훈련 데이터는 여전히 배치 차원을 따라 샤딩되므로 데이터 병렬 훈련 사례와 동일한 `repack_batch` 함수를 재사용할 수 있습니다. DTensor는 `"model"` 메쉬 차원을 따라 복제본 내부의 모든 장치에 복제본당 배치를 자동으로 복제합니다.

In [21]:
def repack_batch(x, y, mesh):
  x = repack_local_tensor(x, layout=dtensor.Layout(['batch', dtensor.UNSHARDED], mesh))
  y = repack_local_tensor(y, layout=dtensor.Layout(['batch'], mesh))
  return x, y

다음으로, 훈련 루프를 실행합니다. 훈련 루프는 데이터 병렬 훈련 예제와 동일한 체크포인트 관리자를 재사용하며 코드는 동일해 보입니다.

모델 병렬 학습에서 데이터 병렬 학습 모델을 계속 훈련할 수 있습니다.

In [22]:
num_epochs = 2
manager = start_checkpoint_manager(mesh, model)
************
> _과제 안내_:
• a. DTensor 훈련 본문을 읽고 다음 물음에 답하세요.
(i) 데이터 병렬 훈련 사례의 `repack_batch` 함수를 재사용할 수 있는 까닭으로 무엇을 듭니까?
(ii) DTensor는 어느 메쉬 차원을 따라 복제본당 배치를 복제합니까?
(iii) 코드에서 `num_epochs`에 넣는 값은 얼마입니까?
• b. DTensor 훈련 본문의 코드에서 대입문 왼쪽에 놓여 값을 받는 변수 이름을 모두 적으세요.
• c. DTensor 훈련 본문을 마지막 줄 다음부터 이어서 써 보세요.
이 자료는 쓰지 않아도 됩니다.

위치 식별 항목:
************
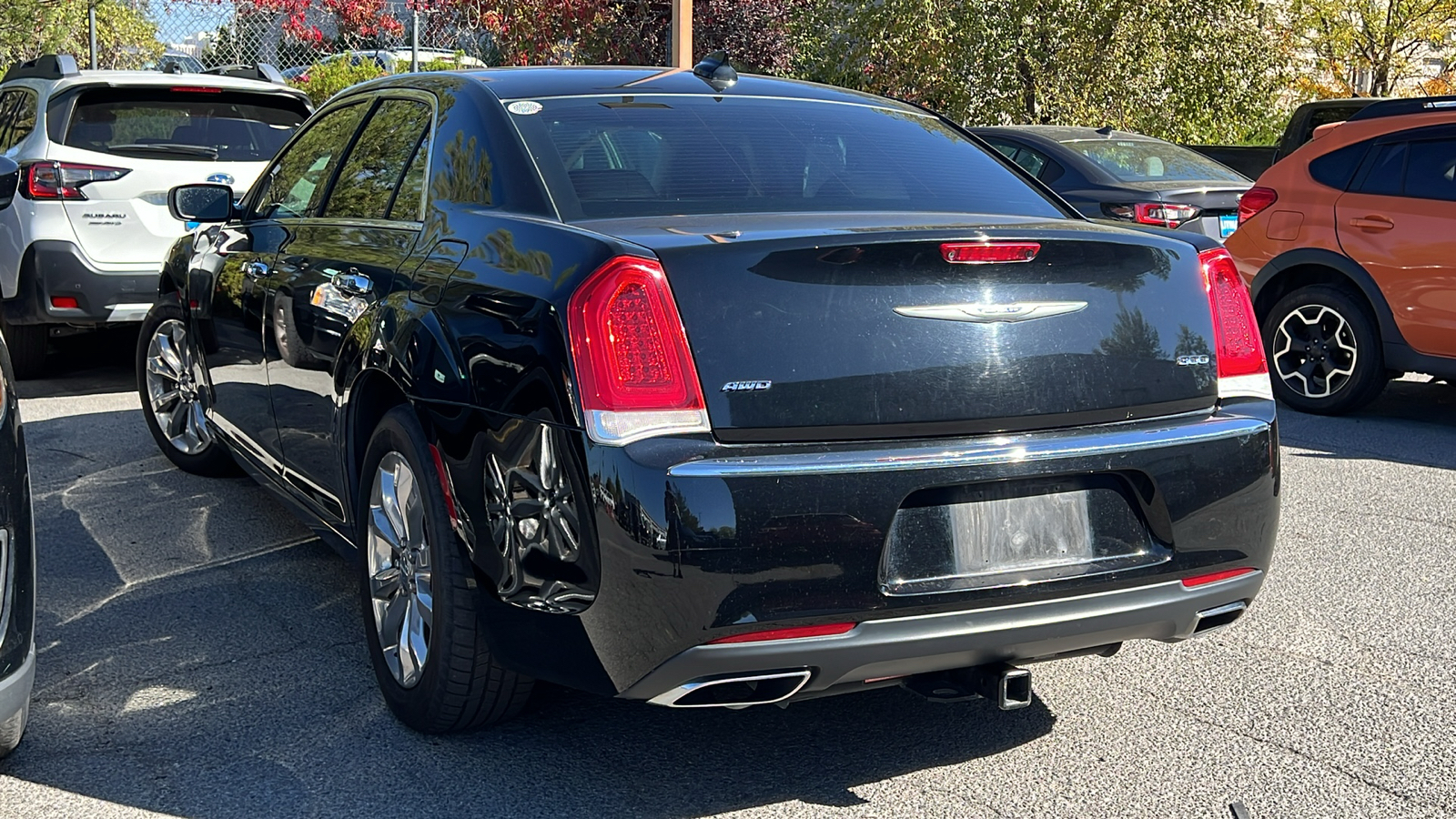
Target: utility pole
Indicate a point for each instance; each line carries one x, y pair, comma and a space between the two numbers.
414, 41
682, 34
91, 24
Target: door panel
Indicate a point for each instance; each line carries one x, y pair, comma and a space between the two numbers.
318, 300
1398, 227
232, 332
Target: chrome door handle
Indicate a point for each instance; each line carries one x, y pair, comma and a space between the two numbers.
353, 283
1372, 223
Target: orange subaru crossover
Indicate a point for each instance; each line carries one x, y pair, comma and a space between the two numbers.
1349, 247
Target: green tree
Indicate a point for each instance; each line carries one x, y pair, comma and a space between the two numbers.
1382, 40
1205, 72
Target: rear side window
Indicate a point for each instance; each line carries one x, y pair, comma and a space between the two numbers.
16, 116
379, 159
1339, 167
1383, 178
1431, 172
175, 123
647, 155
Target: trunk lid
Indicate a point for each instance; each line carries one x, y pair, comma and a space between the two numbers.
815, 324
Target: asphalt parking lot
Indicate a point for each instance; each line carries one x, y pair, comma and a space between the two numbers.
203, 656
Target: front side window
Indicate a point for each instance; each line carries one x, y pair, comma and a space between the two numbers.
295, 186
376, 165
184, 124
659, 155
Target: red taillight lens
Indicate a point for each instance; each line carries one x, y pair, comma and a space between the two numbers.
633, 369
788, 632
1242, 369
1254, 200
65, 179
1216, 576
989, 252
1162, 215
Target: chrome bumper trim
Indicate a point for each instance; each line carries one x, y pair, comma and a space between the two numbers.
1084, 442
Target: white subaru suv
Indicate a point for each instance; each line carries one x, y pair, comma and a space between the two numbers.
85, 237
************
> _과제 정답_:
• a.
(i) 훈련 데이터가 여전히 배치 차원을 따라 샤딩되기 때문입니다.
(ii) `"model"` 메쉬 차원입니다.
(iii) 2입니다.

• b. x, y, num_epochs, manager

• c.
for epoch in range(num_epochs):
  step = 0
  pbar = tf.keras.utils.Progbar(target=int(train_data_vec.cardinality()))
  metrics = {'epoch': epoch}
  for x,y in train_data_vec:
    x, y = repack_batch(x, y, mesh)
    metrics.update(train_step(model, x, y, 1e-2))
    pbar.update(step, values=metrics.items(), finalize=False)
    step += 1
  manager.save()
  pbar.update(step, values=metrics.items(), finalize=True)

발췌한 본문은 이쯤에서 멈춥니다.